Task item: Condense the paragraph of the post about pianist Nate Morgan that begins "SoCal's own Nate Morgan" into a short bulleted list of its main facts.

Selected passage:
━━━━━━━━━━━━━━━━━━━━
Friday, April 6, 2012

It's Going To be A Great Day In Watts... (UPDATED*)

SoCal's own Nate Morgan, one of the premier jazz pianists/composers of his generation, suffered a stroke a month before Christmas 2008. Following two previous 2009 benefits for his medical costs -- one in Leimert Park [video below] and the other in Hollywood -- the *KRST Unity Center of Afrakan Spiritual Science (7825 S. Western Ave., L.A. 90047, 323-759-7567) will host a third fundraiser on Sunday, April 22, 2012 (2pm-6pm). Check out the powerhouse roster of musicians slated to perform: Phil Ranelin, Michael Session, Jesse Sharps and the Gathering, Marla Gibbs, Raspoet Ojenke, Nedra Wheeler, Ndugu Chancellor, Carl Randall, Waberi Jordan, Roberto Miguel Miranda, Kamau Daa'ood, Kafi Roberts, Larry Nash, Fundi Lejohn, Randall Fischer, Kamasi Washington and a whole of a hell lot more. For more info, check out the flyer for the benefit here.

Morgan was a cornerstone of Horace Tapscott's Arkestra (it was he who told a teenage Jesse Sharps about this cat named "Horace" and this band he practiced out in front of the Watts Happening coffeehouse) and led the famous late-night jam sessions in the mid-nineties at the 5th St. Dick's Coffeehouse. He spent a few years in the 1970s with Rufus and Chaka Khan and collaborated in the early 90s with rappers Bone Thugs N' Harmony. He is also one of the best-kept secrets of Los Angeles jazz -- the walking definition of the oft-used phrase "musician's musicians." Besides his frequent residencies at the now-shuttered Charlie O's jazz club in Van Nuys, Morgan most often popped up in a private home salons in Encino given by writer/historian Mimi Melnick, spinning his intoxicatingly (heavily influenced by Stanley Cowell and McCoy Tyner) on a prime-condition 1922 Steinway with the likes of Miranda, Session, Wheeler, Arthur Blythe, John Heard, Charles Owens, Onaje Murray and the late great Sonship Theus. Morgan provided some of the salon's best moments, including a memorable "double piano" duet with Elias Negash and a 2-hour solo performance that many who attended consider the best live show they have ever seen, especially when Morgan played his ode to the late Horace Tapscott, "Tapscottian Waltz," a song that has never been recorded. "I think it's one of the most beautiful compositions I've ever heard--and the way he played it that day, everybody was crying," writer Steven Isoardi recalls. "I had to get up and leave. I was pacing in the front room. It was just too overwhelming."

For a taste of the master, check out his Nimbus West CDs Journey To Nigrita and Retribution, Reparation. (Also look into Sharps & Flats, his collaboration with lifelong friend, woodwind player Jesse Sharps.
━━━━━━━━━━━━━━━━━━━━
Data records:
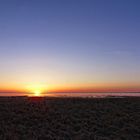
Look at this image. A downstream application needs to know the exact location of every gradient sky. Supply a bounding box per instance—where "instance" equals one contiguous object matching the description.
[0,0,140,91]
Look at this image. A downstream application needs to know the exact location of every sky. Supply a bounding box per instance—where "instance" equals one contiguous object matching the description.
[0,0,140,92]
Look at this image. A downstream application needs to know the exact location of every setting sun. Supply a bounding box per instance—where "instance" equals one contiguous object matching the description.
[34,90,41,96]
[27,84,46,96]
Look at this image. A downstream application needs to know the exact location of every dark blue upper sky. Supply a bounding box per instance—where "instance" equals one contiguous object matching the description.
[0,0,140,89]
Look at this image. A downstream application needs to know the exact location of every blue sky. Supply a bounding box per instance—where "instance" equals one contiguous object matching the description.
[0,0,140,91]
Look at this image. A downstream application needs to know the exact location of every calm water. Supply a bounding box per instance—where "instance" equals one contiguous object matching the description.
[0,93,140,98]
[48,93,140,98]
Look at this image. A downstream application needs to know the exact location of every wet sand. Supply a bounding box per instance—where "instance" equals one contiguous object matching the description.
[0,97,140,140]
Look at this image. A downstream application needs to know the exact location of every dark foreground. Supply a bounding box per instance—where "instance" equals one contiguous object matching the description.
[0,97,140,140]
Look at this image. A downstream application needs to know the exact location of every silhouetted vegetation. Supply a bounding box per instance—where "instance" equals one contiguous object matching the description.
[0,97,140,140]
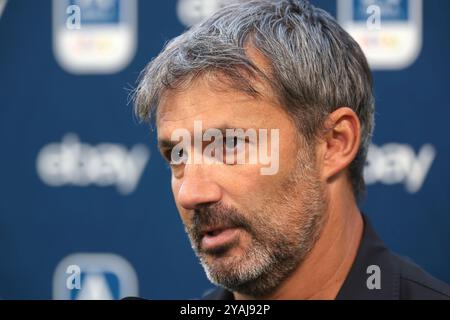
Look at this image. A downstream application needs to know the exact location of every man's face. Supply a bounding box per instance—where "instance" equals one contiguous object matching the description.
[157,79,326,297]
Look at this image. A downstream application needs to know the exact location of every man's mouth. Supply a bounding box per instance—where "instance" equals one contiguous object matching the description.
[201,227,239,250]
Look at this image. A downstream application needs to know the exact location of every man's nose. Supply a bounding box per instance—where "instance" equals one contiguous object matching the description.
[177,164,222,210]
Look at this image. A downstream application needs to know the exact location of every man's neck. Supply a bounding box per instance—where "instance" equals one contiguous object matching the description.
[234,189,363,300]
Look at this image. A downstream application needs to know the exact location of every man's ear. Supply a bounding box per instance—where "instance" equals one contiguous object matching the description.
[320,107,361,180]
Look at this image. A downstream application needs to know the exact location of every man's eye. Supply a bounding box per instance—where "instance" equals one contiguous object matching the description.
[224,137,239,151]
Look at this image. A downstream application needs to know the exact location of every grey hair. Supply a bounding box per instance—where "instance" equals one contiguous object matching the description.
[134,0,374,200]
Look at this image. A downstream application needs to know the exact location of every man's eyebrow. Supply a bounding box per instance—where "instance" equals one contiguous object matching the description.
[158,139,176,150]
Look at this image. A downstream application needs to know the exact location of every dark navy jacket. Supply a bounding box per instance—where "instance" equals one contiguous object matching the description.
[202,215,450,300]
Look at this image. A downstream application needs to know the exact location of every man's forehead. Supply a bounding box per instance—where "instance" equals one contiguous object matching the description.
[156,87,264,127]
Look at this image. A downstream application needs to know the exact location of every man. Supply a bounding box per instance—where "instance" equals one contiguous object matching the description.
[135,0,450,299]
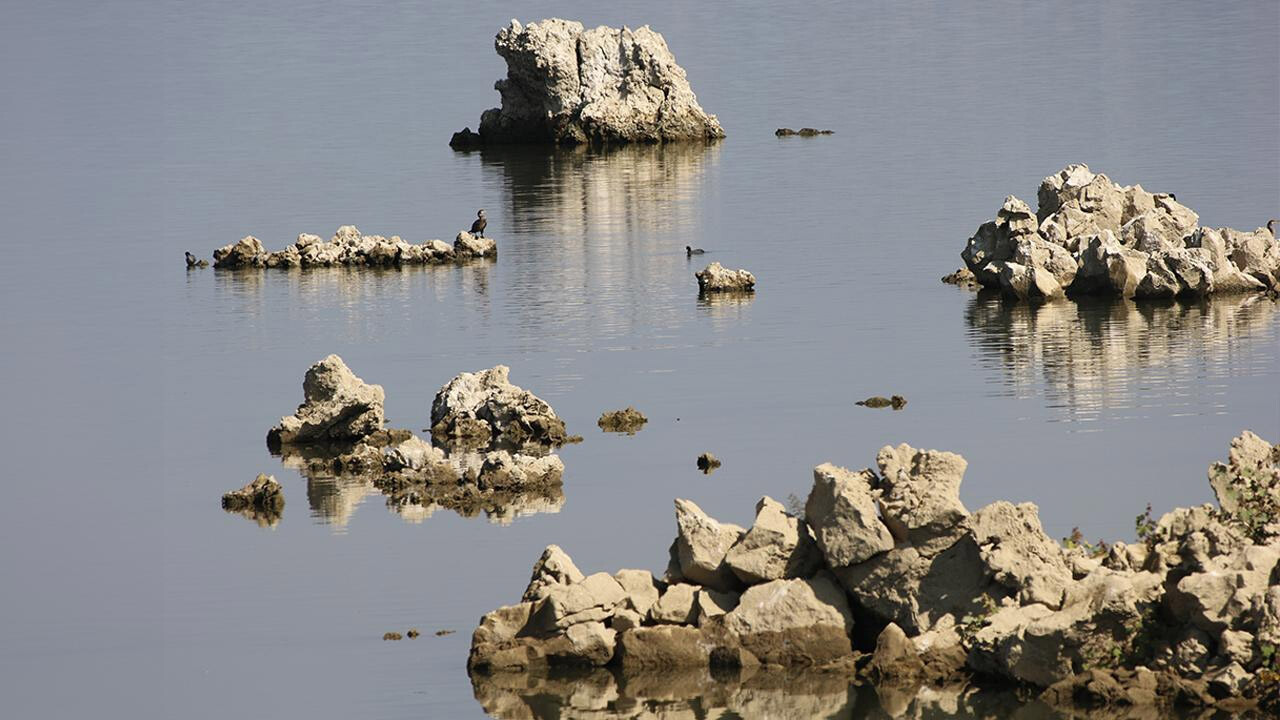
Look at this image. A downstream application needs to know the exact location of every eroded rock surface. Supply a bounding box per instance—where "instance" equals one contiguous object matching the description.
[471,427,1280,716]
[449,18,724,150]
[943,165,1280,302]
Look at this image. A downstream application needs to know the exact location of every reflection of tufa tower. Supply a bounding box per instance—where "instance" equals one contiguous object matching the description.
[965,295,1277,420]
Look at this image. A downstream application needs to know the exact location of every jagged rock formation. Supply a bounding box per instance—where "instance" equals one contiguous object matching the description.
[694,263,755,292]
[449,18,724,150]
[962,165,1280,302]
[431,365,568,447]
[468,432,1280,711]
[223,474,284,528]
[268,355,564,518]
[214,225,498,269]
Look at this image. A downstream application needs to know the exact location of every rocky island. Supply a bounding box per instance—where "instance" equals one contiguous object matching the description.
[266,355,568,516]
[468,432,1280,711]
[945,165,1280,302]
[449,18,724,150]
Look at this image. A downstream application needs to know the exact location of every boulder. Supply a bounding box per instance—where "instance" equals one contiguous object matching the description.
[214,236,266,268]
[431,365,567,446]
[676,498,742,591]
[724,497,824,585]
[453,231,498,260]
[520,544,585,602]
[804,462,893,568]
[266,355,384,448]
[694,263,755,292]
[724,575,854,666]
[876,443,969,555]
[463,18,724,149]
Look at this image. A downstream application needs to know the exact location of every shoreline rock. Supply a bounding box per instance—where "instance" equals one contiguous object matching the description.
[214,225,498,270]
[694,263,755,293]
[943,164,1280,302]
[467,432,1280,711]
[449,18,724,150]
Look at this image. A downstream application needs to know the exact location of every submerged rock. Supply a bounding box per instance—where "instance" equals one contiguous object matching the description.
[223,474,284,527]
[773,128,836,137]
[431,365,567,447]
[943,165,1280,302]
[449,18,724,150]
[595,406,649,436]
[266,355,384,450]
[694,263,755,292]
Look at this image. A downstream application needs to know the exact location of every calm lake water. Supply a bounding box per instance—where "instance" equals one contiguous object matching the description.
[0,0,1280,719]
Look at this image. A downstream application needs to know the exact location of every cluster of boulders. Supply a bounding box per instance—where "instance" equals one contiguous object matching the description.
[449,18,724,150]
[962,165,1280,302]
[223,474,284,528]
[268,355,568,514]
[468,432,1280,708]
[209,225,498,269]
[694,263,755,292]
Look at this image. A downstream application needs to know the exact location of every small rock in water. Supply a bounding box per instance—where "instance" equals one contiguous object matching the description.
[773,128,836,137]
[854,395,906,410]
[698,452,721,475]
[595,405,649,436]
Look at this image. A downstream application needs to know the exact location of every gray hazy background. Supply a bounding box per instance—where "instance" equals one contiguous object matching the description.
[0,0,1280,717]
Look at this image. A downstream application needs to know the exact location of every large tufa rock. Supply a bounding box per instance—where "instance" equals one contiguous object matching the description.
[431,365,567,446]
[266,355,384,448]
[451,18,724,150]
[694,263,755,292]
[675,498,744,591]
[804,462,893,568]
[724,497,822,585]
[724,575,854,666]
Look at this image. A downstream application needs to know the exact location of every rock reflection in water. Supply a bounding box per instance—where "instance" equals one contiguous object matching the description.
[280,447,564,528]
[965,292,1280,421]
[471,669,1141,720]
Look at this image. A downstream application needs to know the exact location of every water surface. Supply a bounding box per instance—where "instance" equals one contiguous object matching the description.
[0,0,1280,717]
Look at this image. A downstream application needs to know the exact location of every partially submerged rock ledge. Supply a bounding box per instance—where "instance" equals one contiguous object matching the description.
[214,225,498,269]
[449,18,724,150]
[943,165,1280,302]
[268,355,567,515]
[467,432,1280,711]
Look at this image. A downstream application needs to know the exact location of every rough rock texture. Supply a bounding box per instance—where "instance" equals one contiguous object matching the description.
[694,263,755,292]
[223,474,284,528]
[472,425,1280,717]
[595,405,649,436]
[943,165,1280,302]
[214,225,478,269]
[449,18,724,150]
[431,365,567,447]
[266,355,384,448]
━━━━━━━━━━━━━━━━━━━━
Output for this exercise:
- Nate Morgan, a leading Southern California jazz pianist and composer, had a stroke a month before Christmas 2008.
- Two benefits for his medical costs were held in 2009, one in Leimert Park and one in Hollywood.
- A third fundraiser will take place at the KRST Unity Center of Afrakan Spiritual Science (7825 S. Western Ave., L.A. 90047, 323-759-7567) on Sunday, April 22, 2012, from 2pm to 6pm.
- The scheduled performers include Phil Ranelin, Michael Session, Jesse Sharps and the Gathering, Marla Gibbs, Nedra Wheeler, Ndugu Chancellor, Kamau Daa'ood, Kamasi Washington and many others.
- More information is on the benefit's flyer.